# [EXERCISE]
Restate the records below exactly. Pictures are not part of the copy.

# [MATERIAL TO PROCESS]
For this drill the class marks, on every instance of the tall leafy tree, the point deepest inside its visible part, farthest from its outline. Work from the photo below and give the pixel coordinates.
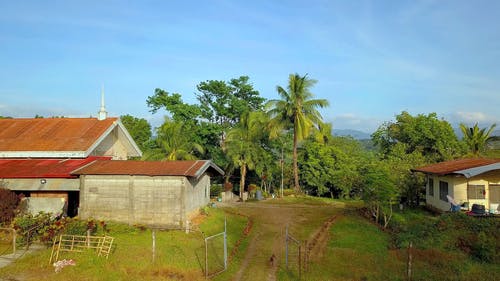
(174, 142)
(243, 144)
(296, 110)
(172, 102)
(333, 166)
(139, 129)
(380, 192)
(476, 138)
(432, 137)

# [RESULT]
For this drill the class marks, on every instance of the tall leafy tree, the point deepest inside its visible part, farthest from its outline. Work from the photo below and give the pixel coordinates.
(174, 142)
(243, 144)
(296, 110)
(172, 102)
(333, 166)
(139, 129)
(380, 192)
(476, 138)
(432, 137)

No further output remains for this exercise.